▸ **Listed entries**
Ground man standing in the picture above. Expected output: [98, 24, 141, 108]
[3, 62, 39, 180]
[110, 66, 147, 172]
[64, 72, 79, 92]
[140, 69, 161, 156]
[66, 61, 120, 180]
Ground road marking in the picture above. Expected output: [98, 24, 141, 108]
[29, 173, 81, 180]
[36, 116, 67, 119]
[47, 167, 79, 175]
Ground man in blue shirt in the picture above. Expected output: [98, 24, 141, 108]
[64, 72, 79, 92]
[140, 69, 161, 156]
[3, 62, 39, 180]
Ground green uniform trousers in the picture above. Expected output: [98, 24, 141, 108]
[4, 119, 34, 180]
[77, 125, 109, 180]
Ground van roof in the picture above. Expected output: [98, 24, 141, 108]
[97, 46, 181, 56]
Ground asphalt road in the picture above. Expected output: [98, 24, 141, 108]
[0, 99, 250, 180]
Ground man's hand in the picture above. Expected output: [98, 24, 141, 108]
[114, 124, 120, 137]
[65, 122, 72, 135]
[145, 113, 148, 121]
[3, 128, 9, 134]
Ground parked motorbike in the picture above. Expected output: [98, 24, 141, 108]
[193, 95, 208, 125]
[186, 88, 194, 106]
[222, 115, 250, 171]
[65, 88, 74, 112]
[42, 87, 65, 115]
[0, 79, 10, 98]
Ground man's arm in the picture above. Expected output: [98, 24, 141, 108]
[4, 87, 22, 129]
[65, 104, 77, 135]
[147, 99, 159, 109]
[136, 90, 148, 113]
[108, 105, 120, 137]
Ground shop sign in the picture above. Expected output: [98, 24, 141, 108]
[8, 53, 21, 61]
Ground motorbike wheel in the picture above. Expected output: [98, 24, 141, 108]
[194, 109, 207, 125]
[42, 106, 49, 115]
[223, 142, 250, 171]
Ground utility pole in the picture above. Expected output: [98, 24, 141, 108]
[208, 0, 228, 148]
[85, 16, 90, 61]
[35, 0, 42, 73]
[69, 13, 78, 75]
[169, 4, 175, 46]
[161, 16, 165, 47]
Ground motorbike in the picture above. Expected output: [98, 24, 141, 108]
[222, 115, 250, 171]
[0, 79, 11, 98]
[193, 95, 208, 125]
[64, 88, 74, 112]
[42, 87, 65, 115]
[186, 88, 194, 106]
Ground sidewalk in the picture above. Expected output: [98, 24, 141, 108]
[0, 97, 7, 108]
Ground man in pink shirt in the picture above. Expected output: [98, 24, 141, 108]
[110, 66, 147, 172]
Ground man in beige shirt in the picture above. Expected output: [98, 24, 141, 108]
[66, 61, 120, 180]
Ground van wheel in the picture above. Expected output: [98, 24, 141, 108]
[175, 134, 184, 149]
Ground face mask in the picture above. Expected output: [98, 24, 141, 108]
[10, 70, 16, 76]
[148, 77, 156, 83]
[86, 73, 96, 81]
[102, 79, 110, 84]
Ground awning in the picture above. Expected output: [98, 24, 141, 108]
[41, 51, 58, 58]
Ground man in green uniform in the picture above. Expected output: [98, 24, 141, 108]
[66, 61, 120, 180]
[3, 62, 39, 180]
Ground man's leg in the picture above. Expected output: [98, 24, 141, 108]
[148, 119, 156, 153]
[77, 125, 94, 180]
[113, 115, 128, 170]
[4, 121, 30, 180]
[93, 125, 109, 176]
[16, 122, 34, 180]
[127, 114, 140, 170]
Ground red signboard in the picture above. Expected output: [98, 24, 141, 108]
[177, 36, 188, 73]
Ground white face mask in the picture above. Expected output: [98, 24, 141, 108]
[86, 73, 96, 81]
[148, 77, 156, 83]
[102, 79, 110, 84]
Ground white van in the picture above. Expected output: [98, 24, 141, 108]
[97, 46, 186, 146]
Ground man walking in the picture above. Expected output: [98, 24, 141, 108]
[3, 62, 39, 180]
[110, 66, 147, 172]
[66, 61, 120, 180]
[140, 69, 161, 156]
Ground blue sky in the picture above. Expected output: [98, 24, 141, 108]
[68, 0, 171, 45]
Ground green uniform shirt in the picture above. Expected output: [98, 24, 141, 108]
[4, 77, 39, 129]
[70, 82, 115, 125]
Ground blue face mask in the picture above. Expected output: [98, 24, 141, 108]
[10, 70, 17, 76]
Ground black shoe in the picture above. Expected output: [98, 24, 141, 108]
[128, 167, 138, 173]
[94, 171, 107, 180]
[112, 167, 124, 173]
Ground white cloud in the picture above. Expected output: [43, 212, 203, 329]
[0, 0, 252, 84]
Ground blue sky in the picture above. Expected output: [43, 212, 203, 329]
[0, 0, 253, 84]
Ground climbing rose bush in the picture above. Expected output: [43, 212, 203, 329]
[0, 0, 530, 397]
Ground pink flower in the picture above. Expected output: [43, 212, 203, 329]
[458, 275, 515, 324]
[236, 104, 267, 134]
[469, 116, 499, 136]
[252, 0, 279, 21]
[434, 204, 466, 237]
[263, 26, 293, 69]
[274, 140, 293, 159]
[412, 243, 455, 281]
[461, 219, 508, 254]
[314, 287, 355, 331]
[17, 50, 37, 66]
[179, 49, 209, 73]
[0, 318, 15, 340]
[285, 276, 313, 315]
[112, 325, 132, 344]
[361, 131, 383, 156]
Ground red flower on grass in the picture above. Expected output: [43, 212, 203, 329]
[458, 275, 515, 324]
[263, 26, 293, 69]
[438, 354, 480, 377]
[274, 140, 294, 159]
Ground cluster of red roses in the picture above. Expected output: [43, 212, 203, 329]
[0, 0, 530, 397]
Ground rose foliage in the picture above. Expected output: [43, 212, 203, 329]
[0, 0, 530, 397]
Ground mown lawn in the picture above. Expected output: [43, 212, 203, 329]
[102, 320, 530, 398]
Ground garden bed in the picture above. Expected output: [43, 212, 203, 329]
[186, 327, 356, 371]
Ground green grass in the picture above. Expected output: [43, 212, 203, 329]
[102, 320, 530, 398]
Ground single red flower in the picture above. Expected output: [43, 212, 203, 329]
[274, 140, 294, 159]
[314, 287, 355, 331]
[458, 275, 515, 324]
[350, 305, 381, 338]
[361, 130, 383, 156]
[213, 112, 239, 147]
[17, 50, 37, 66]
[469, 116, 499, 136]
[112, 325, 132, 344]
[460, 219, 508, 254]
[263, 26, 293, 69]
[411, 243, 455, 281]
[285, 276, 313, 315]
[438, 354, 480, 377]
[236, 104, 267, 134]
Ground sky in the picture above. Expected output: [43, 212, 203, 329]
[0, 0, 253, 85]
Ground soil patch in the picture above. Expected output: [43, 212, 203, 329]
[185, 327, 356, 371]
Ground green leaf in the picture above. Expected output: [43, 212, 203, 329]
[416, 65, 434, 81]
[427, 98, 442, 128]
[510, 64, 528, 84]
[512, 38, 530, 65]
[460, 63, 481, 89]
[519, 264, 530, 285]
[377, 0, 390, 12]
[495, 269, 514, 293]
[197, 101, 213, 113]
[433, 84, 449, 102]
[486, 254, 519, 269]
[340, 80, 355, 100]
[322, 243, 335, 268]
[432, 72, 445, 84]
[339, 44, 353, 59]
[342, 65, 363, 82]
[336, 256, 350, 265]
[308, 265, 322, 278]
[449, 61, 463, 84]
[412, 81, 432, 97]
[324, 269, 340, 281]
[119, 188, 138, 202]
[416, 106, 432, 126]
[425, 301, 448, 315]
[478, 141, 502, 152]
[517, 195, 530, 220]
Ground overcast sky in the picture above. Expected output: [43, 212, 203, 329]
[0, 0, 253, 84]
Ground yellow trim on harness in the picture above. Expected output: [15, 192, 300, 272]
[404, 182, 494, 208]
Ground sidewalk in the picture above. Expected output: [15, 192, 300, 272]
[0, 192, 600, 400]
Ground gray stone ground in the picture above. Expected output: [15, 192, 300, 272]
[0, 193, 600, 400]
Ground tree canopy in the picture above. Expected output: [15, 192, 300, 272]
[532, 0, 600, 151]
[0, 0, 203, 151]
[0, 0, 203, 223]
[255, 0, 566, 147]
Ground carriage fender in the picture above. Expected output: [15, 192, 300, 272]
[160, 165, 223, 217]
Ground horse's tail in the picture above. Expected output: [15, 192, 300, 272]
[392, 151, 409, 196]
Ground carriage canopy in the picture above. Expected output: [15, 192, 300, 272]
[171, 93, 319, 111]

▸ **Task description**
Copy the records above word for word, from the line with "Ground road marking" to the line with "[0, 79, 10, 98]", including both of those lines.

▸ **Completed exercise**
Ground road marking in the picture above. Expected output: [98, 24, 141, 108]
[29, 173, 81, 180]
[36, 116, 67, 119]
[47, 167, 79, 175]
Ground man in blue shirt in the picture above. Expected output: [98, 24, 141, 108]
[64, 72, 79, 92]
[140, 69, 161, 156]
[3, 62, 39, 180]
Ground green uniform trousers in the picture above. Expected output: [98, 24, 141, 108]
[4, 119, 34, 180]
[77, 125, 109, 180]
Ground van roof in the picture above. Expected output: [98, 24, 141, 108]
[97, 46, 181, 56]
Ground asphalt road in the picture above. Expected output: [98, 24, 141, 108]
[0, 99, 250, 180]
Ground man's hand in the picture above. Expected output: [98, 24, 141, 108]
[114, 124, 120, 137]
[65, 122, 72, 135]
[145, 113, 148, 121]
[3, 128, 9, 134]
Ground parked motorbike in the picture above. Expected output: [98, 24, 141, 108]
[193, 95, 208, 125]
[186, 88, 194, 106]
[222, 115, 250, 171]
[65, 88, 74, 112]
[42, 87, 65, 115]
[0, 79, 10, 98]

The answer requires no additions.